***** Page text

Bruce Dern got the nomination for Best Actor in Nebraska, Alexander Payne for Best Director, and June Squibb for Supporting Actress in this picture that presents a stark accounting of a common American family. But the central instigator of plot in this film is a classic piece of direct mail that all who read this column have seen, or maybe even sent. It serves as the switch that ignites resentment, greed, longing, familial love, familial resentment, pettiness, and, ultimately, hope.

Dern plays Woody Grant, a slipping into senility ex-mechanic in Montana, who receives a letter in the mail that infuses his life with new promise. It’s one of those magazine clearinghouse subscription pieces that says, “We are now authorized to pay $1 million to Woodrow T. Grant of Billings, Montana.” Woody either doesn’t see, or refuses to acknowledge, the fine print that adds “…if yours is one of the winning numbers.” He tells people he wants to use his windfall to buy a new truck and an air compressor, but it soon becomes clear that Woody sees the letter as his ticket to a higher plane, his final chance to rise above his unremarkable life and thump his chest in front of loved ones and despised ones alike. With no driver’s license, he takes to the highway on foot and only state troopers can delay his pilgrimage to contest headquarters in Lincoln, Nebraska.

His wife and oldest son recognize his behavior as a sign that it’s time to dispatch pops to a nursing home. But his younger son David (Will Forte) realizes that the only way to get Woody to see the light is to drive him to Lincoln to confront his destiny. On the way, they stop in Woody’s Hawthorne, Nebraska, birthplace, where he lets on about his windfall and is hailed as a local celebrity. He’s then frisked and set upon by members of his family and his old business partner who angle to grab shares of the winnings. Ultimately, two of his nephews mug him for the letter, see what it is, and make him a laughingstock.

**********
***** Records supplied

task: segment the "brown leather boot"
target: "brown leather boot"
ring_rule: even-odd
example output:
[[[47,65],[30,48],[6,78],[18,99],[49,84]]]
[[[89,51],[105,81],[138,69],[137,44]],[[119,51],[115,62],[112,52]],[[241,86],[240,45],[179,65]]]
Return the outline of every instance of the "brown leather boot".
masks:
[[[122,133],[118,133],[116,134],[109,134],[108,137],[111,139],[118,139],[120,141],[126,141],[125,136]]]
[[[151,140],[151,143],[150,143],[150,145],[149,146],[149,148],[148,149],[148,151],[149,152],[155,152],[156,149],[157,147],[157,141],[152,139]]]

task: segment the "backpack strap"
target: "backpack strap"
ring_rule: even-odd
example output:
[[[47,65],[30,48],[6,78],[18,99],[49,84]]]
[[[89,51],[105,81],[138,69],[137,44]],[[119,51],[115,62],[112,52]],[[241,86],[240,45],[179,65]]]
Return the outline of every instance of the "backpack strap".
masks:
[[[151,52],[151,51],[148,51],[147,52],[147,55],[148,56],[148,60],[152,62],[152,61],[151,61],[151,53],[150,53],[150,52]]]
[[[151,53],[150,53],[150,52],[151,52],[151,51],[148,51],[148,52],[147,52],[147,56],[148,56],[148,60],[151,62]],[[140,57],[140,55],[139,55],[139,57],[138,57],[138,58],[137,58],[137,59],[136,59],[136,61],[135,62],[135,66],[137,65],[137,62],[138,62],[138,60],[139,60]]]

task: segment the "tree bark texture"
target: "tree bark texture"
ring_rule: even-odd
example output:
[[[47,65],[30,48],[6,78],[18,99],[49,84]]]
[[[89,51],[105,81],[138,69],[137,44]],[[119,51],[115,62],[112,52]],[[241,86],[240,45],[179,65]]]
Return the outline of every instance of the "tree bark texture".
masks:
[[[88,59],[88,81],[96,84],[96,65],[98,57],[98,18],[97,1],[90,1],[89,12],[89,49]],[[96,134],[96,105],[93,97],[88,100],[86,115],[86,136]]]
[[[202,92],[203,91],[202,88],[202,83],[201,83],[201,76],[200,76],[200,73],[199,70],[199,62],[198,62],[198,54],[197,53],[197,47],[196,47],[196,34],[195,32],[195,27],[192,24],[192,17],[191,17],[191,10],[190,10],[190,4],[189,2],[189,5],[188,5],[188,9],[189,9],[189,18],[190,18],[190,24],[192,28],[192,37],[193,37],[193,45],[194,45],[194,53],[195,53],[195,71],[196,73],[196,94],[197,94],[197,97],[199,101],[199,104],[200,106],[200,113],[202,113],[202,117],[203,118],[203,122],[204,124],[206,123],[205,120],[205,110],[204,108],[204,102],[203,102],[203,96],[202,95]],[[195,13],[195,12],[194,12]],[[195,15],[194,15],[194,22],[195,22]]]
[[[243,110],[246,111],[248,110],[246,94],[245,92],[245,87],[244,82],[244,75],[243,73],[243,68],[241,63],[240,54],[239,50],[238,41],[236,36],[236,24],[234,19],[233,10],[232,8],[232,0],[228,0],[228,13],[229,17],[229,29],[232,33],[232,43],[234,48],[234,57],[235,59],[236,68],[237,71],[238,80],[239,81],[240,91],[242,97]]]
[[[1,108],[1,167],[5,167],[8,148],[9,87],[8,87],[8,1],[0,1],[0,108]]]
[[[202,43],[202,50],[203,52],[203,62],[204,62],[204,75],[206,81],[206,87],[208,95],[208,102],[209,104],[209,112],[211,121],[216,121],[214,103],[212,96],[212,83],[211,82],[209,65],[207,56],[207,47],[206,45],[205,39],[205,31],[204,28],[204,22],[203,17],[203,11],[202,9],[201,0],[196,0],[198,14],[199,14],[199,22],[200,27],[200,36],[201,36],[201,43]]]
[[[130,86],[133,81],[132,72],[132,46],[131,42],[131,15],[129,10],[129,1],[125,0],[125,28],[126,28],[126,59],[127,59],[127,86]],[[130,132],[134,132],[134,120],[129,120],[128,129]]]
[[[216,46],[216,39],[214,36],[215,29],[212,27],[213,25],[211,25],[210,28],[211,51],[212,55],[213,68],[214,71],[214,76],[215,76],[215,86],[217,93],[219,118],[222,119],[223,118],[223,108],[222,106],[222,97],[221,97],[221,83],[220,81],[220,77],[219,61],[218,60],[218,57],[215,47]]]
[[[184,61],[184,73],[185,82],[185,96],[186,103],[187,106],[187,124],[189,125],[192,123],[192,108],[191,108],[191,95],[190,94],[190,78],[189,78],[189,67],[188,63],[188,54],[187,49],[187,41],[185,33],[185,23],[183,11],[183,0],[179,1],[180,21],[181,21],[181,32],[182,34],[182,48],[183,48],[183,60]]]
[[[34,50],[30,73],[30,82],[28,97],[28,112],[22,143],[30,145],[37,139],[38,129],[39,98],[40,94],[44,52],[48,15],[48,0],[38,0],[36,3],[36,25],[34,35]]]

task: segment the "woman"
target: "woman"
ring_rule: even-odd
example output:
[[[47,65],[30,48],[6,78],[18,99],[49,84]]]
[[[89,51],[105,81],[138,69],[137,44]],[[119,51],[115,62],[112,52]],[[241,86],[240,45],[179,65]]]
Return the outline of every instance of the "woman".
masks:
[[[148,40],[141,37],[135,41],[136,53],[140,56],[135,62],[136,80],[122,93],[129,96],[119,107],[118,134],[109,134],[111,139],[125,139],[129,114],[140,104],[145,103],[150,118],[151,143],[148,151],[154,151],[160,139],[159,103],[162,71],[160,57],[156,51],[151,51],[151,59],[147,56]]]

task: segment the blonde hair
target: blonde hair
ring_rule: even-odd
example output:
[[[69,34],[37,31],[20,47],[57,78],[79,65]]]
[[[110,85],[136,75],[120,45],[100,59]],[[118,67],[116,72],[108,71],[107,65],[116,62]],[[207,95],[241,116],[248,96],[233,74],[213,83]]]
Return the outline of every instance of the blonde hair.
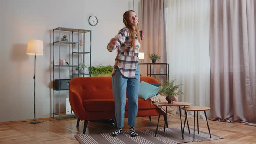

**********

**What is asked**
**A.** According to the film review, what does Woody tell people he wants to buy with his windfall?
**B.** Copy out the part of the film review between "Bruce Dern got" and "and, ultimately, hope.", inclusive.

**Full solutions**
**A.** A new truck and an air compressor.

**B.**
Bruce Dern got the nomination for Best Actor in Nebraska, Alexander Payne for Best Director, and June Squibb for Supporting Actress in this picture that presents a stark accounting of a common American family. But the central instigator of plot in this film is a classic piece of direct mail that all who read this column have seen, or maybe even sent. It serves as the switch that ignites resentment, greed, longing, familial love, familial resentment, pettiness, and, ultimately, hope.